◆ Given request:
Filter the items below, copying every line that contains the word "dress".

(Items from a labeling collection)
<<<<
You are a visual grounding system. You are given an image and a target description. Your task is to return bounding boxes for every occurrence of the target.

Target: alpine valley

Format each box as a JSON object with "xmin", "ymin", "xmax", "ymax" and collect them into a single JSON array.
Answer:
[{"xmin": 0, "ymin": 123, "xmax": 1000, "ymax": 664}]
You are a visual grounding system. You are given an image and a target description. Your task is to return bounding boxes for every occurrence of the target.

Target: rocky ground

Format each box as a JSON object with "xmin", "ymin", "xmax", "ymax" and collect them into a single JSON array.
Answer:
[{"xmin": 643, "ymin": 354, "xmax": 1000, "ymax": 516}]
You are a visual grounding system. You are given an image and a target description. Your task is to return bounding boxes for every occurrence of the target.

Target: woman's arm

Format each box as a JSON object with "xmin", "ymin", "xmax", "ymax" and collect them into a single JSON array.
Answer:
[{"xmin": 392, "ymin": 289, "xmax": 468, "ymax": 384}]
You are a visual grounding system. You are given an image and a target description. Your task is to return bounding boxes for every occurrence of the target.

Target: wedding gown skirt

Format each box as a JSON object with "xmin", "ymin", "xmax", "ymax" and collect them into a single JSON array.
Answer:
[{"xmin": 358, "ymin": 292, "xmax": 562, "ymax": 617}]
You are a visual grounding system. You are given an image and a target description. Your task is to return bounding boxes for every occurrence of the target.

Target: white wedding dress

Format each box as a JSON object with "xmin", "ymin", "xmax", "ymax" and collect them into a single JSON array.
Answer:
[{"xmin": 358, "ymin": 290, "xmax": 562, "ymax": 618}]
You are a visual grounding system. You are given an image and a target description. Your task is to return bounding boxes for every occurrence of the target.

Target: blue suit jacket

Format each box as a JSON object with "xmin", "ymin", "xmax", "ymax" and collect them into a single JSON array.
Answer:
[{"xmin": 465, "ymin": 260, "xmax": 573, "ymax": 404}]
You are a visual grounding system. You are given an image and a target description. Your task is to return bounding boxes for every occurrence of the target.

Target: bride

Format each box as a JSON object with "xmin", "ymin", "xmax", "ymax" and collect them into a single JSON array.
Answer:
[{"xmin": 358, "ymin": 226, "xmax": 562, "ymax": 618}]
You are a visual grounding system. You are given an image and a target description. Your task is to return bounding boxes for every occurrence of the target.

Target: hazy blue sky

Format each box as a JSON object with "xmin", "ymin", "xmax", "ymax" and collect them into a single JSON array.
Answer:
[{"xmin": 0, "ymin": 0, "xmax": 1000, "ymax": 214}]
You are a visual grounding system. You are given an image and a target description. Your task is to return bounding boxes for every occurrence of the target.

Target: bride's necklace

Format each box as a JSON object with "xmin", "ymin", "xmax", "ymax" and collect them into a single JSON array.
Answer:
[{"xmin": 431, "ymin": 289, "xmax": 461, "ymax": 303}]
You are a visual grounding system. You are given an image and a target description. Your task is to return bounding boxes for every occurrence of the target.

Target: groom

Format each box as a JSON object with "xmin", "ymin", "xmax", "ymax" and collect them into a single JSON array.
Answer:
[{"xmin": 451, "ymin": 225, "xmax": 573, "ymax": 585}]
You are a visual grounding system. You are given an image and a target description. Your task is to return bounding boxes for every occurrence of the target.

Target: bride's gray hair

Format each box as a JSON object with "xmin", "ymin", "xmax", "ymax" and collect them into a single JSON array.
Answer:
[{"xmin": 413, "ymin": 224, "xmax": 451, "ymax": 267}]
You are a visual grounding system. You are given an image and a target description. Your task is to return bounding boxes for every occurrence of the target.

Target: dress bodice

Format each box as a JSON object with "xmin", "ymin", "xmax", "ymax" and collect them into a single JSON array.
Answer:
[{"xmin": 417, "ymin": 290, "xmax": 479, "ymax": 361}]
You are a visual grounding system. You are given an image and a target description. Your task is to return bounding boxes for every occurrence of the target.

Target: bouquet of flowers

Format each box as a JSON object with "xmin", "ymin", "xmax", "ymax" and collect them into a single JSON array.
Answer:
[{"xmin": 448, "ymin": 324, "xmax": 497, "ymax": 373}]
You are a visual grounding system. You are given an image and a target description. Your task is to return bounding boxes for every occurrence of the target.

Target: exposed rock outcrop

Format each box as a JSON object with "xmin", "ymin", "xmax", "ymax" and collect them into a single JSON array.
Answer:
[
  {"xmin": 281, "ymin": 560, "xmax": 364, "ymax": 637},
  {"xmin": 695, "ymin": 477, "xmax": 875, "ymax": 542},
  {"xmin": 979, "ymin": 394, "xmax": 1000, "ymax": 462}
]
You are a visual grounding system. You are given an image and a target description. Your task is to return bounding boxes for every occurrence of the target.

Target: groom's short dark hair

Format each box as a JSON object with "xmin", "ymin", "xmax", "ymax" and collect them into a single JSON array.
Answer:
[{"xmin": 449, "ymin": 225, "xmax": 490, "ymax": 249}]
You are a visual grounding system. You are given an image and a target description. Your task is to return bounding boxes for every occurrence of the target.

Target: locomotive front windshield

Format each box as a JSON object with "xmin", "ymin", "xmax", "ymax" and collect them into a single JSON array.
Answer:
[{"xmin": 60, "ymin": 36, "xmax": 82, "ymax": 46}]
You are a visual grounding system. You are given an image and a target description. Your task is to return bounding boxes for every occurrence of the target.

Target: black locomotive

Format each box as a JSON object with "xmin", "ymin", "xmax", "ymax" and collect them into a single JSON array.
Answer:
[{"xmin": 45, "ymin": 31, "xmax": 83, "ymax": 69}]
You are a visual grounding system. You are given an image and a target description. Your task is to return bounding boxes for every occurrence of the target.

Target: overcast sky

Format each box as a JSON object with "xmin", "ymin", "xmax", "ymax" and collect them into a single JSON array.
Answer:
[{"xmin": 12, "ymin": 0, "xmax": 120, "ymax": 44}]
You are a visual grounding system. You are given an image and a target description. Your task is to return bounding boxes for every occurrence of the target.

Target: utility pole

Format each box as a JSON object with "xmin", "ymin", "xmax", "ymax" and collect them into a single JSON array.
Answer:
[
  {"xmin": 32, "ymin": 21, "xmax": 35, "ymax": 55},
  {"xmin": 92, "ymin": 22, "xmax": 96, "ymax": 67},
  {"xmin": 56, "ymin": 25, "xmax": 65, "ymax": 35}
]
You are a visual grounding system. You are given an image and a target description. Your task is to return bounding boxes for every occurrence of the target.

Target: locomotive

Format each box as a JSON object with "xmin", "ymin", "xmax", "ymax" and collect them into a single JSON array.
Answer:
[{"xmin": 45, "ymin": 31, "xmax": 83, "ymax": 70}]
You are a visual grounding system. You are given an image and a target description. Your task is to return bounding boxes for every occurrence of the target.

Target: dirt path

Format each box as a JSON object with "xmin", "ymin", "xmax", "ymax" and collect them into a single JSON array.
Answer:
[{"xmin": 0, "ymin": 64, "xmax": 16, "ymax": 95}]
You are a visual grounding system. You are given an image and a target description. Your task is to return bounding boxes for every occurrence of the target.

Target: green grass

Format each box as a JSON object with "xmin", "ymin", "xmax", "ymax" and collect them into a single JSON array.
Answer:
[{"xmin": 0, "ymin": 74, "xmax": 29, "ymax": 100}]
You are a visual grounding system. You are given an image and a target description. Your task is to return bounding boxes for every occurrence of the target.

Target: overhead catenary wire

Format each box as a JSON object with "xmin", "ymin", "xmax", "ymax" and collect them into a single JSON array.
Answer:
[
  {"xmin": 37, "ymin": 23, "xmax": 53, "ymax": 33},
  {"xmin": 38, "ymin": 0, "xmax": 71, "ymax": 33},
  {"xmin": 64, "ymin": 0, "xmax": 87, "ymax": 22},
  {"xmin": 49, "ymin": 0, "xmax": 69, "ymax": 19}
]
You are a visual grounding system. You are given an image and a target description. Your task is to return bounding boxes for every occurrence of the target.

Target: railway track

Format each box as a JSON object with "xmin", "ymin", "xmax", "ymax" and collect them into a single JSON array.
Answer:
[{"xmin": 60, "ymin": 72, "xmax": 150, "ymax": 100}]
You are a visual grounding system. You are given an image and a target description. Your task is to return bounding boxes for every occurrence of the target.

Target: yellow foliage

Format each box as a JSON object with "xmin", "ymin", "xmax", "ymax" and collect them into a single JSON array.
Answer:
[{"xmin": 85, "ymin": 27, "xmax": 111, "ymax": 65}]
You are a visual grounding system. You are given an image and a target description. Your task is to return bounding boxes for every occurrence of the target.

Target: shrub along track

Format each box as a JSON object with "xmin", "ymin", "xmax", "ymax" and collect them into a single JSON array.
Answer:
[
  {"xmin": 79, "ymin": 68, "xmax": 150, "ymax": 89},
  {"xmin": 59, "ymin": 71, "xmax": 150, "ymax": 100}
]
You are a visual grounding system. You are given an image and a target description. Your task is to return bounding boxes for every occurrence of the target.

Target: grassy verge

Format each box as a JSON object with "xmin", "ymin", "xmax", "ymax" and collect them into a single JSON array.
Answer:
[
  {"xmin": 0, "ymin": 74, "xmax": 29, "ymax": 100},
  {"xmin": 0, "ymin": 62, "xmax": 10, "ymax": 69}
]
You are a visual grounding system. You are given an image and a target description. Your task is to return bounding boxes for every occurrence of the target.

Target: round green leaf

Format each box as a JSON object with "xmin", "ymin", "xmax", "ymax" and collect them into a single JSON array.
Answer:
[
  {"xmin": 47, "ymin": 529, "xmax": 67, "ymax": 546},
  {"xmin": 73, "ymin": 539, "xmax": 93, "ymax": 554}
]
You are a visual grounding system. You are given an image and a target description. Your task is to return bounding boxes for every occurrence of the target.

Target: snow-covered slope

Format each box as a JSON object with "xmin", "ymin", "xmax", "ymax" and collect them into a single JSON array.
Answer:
>>>>
◆ Finished task:
Target: white wedding dress
Target: dress bodice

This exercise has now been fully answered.